◆ **Dataset content**
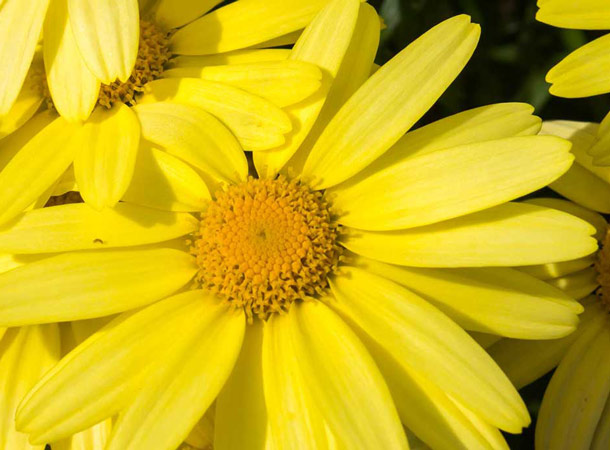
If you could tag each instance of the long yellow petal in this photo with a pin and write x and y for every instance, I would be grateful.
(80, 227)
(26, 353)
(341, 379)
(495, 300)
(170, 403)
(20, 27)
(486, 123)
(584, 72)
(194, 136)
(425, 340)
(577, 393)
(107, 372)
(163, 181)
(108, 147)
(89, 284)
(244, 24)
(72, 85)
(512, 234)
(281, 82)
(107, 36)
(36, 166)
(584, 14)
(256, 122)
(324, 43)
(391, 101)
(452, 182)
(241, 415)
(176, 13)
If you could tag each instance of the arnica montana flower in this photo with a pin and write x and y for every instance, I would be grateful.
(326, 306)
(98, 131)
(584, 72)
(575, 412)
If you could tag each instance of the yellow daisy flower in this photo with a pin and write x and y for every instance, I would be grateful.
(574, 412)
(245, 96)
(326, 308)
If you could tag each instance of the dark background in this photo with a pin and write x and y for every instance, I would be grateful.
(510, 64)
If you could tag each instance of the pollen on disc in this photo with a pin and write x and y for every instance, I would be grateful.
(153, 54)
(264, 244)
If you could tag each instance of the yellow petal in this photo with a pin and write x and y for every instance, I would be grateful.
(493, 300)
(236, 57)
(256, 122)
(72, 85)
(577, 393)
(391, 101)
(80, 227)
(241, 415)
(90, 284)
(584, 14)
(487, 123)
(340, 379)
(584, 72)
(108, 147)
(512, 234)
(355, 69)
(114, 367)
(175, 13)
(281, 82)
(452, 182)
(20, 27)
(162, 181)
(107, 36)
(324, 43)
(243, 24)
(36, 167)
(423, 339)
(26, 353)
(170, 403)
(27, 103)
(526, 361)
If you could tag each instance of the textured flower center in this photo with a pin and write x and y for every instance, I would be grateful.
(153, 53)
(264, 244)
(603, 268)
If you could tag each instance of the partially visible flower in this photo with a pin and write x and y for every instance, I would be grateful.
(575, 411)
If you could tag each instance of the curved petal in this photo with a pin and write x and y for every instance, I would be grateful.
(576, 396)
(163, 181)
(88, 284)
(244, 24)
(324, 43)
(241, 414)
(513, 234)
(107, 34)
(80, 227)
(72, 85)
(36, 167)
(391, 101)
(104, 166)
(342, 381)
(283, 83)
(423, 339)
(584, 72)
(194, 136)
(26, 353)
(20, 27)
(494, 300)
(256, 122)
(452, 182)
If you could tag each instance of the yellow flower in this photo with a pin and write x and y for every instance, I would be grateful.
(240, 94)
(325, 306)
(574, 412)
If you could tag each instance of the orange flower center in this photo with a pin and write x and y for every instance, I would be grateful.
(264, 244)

◆ **Activity**
Please output exactly the lines from the one containing "If you could tag each instance of the textured" through the end of the records, both included.

◆ **Response to the exercise**
If you could tag each instance of the textured flower center in this photo with a pin and write x and y for every instance, I would be grateful.
(153, 53)
(264, 244)
(603, 268)
If you could tag each instance of the partially visible flower in this photo with a pin and write x and y for every instance, I would be grateful.
(575, 411)
If you could tag each instance of the curved petal in this photo with a pin and write x and y for every instance, I would be grateful.
(576, 396)
(163, 181)
(88, 284)
(244, 24)
(324, 43)
(241, 414)
(513, 234)
(107, 34)
(80, 227)
(72, 85)
(36, 167)
(391, 101)
(104, 166)
(342, 381)
(283, 83)
(423, 339)
(584, 72)
(194, 136)
(26, 353)
(20, 27)
(494, 300)
(256, 122)
(452, 182)
If you could tag each instance of the yellow flower in this photo with a pin and write x and y for every instance, I would be grateful.
(240, 94)
(325, 306)
(574, 412)
If you could tag each instance of the orange flower center in this photo with a pin and write x and y for every instance, I would be grateful.
(264, 244)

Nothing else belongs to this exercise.